**What you will do**
Make an exact copy of the records, with the images left out.

══ Input material

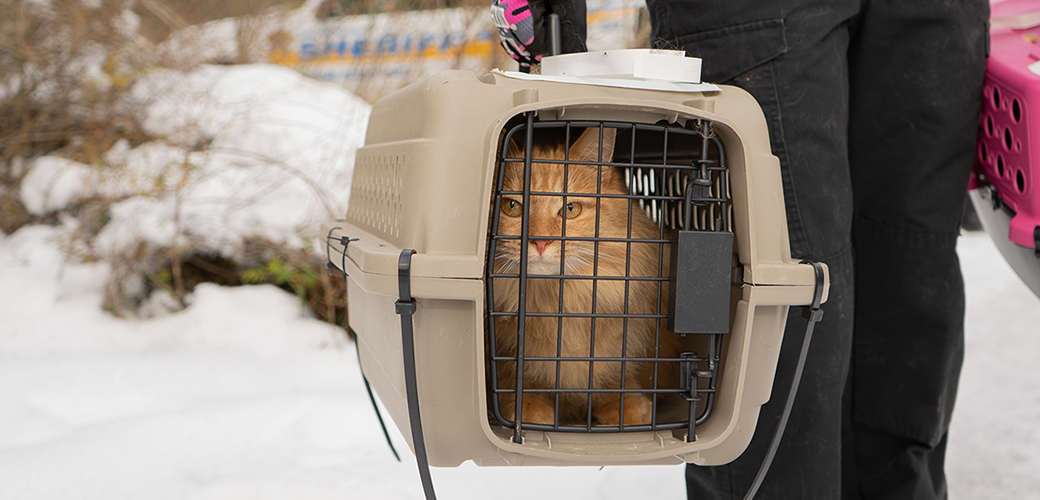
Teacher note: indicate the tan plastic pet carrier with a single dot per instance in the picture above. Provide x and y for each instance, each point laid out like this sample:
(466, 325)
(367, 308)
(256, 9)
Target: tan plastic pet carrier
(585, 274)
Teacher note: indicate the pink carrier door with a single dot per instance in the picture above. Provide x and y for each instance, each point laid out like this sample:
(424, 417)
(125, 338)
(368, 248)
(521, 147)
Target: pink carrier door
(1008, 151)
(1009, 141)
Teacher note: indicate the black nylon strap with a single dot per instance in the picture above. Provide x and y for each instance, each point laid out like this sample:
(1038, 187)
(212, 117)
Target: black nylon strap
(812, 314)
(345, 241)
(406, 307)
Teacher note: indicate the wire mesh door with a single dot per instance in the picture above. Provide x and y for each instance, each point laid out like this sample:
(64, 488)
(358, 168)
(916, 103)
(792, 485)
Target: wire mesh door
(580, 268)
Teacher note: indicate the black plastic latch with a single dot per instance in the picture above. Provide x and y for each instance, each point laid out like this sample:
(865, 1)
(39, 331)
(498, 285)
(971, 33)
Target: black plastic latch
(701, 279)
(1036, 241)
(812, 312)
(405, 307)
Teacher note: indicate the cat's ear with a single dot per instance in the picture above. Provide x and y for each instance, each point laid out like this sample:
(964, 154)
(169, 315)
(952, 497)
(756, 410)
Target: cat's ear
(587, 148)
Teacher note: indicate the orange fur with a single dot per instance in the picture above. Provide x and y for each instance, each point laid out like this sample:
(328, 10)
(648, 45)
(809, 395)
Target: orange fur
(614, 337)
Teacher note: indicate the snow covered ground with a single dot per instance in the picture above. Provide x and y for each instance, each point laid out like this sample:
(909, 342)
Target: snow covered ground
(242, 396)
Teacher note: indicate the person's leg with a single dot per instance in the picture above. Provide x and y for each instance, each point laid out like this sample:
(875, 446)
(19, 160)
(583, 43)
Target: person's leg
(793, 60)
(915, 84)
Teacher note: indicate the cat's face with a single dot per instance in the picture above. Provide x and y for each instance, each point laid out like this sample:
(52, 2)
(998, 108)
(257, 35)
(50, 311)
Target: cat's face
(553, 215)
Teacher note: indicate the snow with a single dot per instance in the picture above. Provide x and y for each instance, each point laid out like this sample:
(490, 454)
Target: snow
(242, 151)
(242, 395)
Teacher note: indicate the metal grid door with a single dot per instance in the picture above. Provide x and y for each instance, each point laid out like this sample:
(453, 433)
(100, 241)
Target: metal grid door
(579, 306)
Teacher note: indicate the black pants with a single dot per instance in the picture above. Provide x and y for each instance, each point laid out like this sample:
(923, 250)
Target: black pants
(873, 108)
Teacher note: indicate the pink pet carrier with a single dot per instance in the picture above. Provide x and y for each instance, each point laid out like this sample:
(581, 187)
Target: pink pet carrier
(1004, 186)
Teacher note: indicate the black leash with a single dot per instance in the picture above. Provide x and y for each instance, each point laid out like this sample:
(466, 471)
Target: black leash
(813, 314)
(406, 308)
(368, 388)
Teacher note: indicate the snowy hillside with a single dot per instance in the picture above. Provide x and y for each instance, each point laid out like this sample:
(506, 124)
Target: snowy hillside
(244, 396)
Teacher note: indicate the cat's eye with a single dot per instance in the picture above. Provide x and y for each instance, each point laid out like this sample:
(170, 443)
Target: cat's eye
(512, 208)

════

**Reply**
Teacher note: indicate the tan plastic pet carrier with a single dot per instance in the picture above. Provide x and y for each instance, each point laid out like this sample:
(466, 325)
(367, 308)
(256, 9)
Target: tan plastic pet carrier
(585, 274)
Teacher note: indicate the pink carrier door with a single dot per instance in the picture above. Provide x and y for each instance, each point laid out like this sample:
(424, 417)
(125, 338)
(368, 248)
(521, 147)
Target: pink carrier door
(1008, 151)
(1009, 141)
Teacher note: indicate the black nylon strap with a single dot per instance in the picture above. Provide x and y for each instance, each point laid out like this sample:
(1038, 187)
(212, 117)
Target: black nylon strap
(812, 314)
(345, 241)
(406, 307)
Teacher note: indicate the wire mesh door with a single dot per instance in the picture above. Provide x and y for each instance, each point laid out like this sample:
(64, 488)
(358, 168)
(916, 103)
(792, 485)
Target: wire mesh door
(580, 268)
Teacher note: indicate the black plastic latch with a single dot per instance in the picture above. Provide x and y for each instance, each point laid out like this sample:
(865, 1)
(39, 331)
(498, 285)
(971, 33)
Target: black plastic latch
(701, 279)
(1036, 241)
(812, 312)
(405, 307)
Teacher note: indicate the cat's ear with a single dot per instance in the picture above. Provide x and y for each instance, each point laid out like this sample:
(964, 154)
(169, 315)
(952, 497)
(756, 410)
Target: cat's ear
(587, 148)
Teacher note: indicate the orange fur with a single dot per instance in the picture above. Provide x and y for each instance, each point laid out like this sample:
(328, 10)
(648, 45)
(809, 395)
Target: orange fur
(614, 337)
Teacher note: indicate the snow covered ground with a single dot per instance in the picture above. Provide x and y for each instance, each point laid out like this sample:
(909, 342)
Target: snow covered ground
(242, 396)
Teacher note: indicate the person's leg with a single dot per instance in the picture above. Provide x and y for each instance, each point laid out like this sample:
(875, 446)
(19, 160)
(583, 43)
Target: person's leg
(793, 60)
(915, 84)
Teacher note: indicate the cat's face with a single dot per instance in the picture above. Provide x and y for each instance, each point laid out like this sample:
(52, 2)
(998, 108)
(257, 35)
(50, 311)
Target: cat's face
(553, 215)
Teacher note: indicate the snow with a single dot per instance in the picture above. Provide x and y for each instance, each point laid out like this sample:
(490, 454)
Target: snow
(242, 151)
(242, 395)
Teacher note: indicate the metal grid door with a single dot per instance in the picture above. Provide x and y for each instance, each point laid out like this sample:
(453, 433)
(100, 241)
Target: metal grid door
(579, 306)
Teacher note: indicate the black pants with a single dot per instance in the picture above. Provide x and y for each instance, each point laid out like this sample:
(923, 250)
Target: black pants
(873, 108)
Teacher note: indicate the pink pet carrier with a single dot per instance in the picture above. Provide x and y for each instance, each point laid out like this sample:
(581, 187)
Target: pink pet carrier
(1004, 186)
Teacher note: indicate the black leash with a single dot per instance in the picture above. Provide x and y for each instance, each point laid out like this sample:
(466, 471)
Target: black leash
(813, 314)
(406, 308)
(368, 388)
Teacher note: indicate the snowy hillside with a single dot per instance in the picture above. Provide x and y for each instance, each point laid out like this sample:
(506, 124)
Target: snowy hillside
(244, 396)
Teacher note: indicate the cat's eye with a single dot per instance in the picture above. Provide x and y for each instance, each point laid out like this sample:
(170, 443)
Target: cat's eye
(512, 208)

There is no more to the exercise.